Photo-based point labeling data =>

· · ·

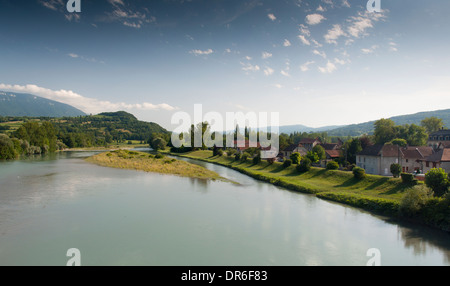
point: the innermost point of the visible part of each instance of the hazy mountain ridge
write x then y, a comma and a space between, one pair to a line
21, 104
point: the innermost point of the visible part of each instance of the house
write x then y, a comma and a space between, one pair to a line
377, 159
242, 145
287, 152
439, 138
309, 143
440, 159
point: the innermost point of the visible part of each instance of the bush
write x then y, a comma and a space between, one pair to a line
287, 163
296, 158
332, 165
408, 179
437, 181
396, 170
257, 159
231, 152
413, 201
245, 156
304, 166
359, 173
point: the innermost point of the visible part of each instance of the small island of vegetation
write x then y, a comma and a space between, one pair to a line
125, 159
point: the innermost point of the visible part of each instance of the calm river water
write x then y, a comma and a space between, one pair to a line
121, 217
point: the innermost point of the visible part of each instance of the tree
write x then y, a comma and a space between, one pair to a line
7, 150
296, 158
399, 142
305, 165
396, 170
320, 151
384, 131
158, 144
313, 157
432, 124
416, 135
437, 180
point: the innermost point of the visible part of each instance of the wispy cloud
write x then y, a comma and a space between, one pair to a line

· · ·

Replace "innermost point" with "central point" throughout the rows above and write them out again with no other changes. Leave the pictures out.

EXERCISE RESPONSE =>
point: the central point of the visible part of each instance of the hazy mountain ridge
write x then y, a comma and a space between, one pair to a line
21, 104
point: the central point of the visible part of each instance of the house
write x then y, a comma and a space between, one pair to a line
377, 159
242, 145
287, 152
439, 138
309, 143
440, 159
point: the central point of the visible part of each instance of the bush
write x then y, a comma and a space between, one pair to a line
287, 163
296, 158
332, 165
408, 179
437, 181
396, 170
257, 159
231, 152
413, 201
245, 156
304, 166
359, 173
point: the central point of the visible part of each instance of the small island of vegetation
write x then y, a comma and a space between, one pair to a line
125, 159
point: the central point of the visible part of each instance of the calm river water
write x then y, a comma and a space between, one pair to a line
121, 217
point: the central point of the visible part of each instance of the tree
write x then y, a comma and a space between, one pair to a line
7, 150
296, 158
399, 142
305, 165
396, 170
320, 151
384, 131
158, 144
313, 157
432, 124
416, 135
437, 180
point: the central point of the visible part of each instance of the wispy cloud
write x then y, a comma and a space between, one pair to a line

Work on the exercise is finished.